THE PROBLEM:
Lines with "handbag" in the entries below: count them and reply with the number alone.

═════ RECORDS SUPPLIED

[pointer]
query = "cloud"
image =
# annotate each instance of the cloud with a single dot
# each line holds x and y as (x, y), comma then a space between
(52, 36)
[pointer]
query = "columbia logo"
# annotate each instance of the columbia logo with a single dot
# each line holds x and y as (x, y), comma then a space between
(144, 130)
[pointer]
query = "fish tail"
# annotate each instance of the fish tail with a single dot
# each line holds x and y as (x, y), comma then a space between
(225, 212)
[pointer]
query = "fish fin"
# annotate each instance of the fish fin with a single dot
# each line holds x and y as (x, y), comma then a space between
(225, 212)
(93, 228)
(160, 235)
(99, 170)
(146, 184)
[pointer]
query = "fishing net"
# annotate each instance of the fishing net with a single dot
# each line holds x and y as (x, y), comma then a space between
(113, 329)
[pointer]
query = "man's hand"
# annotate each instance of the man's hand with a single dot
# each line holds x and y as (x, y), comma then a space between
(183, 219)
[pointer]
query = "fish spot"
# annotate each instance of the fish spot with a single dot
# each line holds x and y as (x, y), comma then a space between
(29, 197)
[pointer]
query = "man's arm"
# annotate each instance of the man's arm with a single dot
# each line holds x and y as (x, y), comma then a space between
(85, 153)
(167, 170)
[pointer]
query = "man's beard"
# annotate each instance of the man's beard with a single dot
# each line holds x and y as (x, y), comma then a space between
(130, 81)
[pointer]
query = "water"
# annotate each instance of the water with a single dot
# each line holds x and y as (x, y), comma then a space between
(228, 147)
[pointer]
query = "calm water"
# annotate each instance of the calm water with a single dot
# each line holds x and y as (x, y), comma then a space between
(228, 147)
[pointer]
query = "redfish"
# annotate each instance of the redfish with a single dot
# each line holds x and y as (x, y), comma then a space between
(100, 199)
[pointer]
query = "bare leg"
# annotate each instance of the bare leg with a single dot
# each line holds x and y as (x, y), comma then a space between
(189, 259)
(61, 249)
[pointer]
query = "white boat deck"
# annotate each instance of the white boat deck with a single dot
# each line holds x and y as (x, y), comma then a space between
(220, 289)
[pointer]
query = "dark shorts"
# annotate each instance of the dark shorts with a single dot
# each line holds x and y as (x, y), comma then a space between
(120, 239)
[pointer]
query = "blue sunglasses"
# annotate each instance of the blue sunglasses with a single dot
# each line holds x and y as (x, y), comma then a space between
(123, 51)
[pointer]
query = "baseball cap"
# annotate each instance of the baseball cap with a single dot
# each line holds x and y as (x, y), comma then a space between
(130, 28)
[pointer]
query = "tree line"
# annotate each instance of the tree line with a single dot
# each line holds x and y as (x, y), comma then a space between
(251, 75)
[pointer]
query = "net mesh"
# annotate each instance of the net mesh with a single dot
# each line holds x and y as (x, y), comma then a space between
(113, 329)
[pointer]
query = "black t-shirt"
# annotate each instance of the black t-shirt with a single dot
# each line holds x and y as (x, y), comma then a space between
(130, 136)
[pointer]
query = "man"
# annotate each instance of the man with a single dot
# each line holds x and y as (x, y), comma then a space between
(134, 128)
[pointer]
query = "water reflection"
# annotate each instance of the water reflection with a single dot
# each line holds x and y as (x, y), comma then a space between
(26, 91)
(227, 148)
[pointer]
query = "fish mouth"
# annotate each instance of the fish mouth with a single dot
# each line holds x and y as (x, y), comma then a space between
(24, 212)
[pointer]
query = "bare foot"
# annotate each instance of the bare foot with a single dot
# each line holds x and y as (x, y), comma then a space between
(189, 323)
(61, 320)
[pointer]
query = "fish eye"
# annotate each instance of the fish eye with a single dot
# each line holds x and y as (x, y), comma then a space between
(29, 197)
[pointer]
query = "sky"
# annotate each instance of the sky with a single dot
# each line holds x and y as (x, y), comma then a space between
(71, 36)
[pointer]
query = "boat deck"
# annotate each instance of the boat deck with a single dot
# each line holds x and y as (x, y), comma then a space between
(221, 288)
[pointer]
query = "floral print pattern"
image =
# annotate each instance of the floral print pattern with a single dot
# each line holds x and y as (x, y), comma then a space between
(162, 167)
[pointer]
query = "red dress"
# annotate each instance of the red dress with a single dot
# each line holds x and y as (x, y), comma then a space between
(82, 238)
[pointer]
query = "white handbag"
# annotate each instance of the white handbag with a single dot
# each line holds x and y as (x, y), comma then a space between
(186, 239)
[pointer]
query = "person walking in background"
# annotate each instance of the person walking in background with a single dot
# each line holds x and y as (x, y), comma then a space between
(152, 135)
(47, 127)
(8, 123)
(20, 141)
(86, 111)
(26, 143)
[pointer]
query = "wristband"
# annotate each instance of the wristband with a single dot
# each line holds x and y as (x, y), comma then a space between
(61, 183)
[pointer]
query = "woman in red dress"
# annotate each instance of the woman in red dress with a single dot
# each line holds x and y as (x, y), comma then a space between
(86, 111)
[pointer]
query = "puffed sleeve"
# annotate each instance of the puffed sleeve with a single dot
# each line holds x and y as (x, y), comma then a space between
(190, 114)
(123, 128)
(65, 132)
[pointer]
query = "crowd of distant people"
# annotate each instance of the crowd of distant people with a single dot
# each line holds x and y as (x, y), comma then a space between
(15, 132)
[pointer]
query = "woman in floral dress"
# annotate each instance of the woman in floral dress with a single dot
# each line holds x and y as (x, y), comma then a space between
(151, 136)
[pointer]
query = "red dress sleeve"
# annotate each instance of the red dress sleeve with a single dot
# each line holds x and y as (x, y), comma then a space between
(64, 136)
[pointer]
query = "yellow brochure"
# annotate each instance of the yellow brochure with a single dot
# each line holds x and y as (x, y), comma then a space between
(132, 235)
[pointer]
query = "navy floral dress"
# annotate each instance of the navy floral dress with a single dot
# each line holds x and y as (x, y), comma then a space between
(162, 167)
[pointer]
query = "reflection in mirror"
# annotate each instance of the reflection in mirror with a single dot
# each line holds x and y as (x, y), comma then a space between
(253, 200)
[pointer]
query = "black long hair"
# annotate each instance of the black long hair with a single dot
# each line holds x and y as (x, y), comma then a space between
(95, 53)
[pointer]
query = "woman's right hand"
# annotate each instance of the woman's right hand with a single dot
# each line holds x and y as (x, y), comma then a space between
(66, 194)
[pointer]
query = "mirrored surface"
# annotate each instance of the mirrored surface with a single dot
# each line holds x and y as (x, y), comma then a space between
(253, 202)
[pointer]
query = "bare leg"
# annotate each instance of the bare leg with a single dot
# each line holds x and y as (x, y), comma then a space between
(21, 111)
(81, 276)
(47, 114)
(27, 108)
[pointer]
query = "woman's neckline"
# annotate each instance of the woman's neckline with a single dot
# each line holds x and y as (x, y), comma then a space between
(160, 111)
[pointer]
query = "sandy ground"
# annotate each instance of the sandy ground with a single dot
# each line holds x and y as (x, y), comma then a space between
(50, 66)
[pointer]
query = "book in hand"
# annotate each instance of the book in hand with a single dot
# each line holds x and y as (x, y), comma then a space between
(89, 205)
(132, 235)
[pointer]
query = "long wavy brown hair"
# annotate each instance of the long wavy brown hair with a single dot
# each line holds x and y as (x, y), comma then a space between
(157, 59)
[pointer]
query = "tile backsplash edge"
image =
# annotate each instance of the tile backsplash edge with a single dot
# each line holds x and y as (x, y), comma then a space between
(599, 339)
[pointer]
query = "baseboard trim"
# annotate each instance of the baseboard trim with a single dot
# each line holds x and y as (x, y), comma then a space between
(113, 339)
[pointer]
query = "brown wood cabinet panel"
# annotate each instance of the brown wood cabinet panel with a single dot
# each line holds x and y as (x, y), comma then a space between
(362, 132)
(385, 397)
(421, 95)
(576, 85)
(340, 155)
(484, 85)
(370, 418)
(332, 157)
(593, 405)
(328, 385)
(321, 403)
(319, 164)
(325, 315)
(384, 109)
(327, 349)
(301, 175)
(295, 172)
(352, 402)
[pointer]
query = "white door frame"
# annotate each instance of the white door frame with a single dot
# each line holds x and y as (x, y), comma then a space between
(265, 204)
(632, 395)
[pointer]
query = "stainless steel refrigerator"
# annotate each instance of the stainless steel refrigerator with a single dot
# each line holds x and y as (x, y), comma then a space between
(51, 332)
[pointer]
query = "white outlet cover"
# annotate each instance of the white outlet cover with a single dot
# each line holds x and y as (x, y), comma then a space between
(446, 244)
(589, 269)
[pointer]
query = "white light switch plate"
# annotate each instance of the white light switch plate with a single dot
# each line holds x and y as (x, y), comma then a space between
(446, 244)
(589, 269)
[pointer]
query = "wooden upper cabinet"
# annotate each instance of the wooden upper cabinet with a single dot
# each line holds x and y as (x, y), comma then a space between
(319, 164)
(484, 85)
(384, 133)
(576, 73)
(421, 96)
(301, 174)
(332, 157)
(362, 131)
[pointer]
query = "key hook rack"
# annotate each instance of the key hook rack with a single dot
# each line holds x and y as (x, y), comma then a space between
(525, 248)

══════════

COMPLETED EXERCISE:
2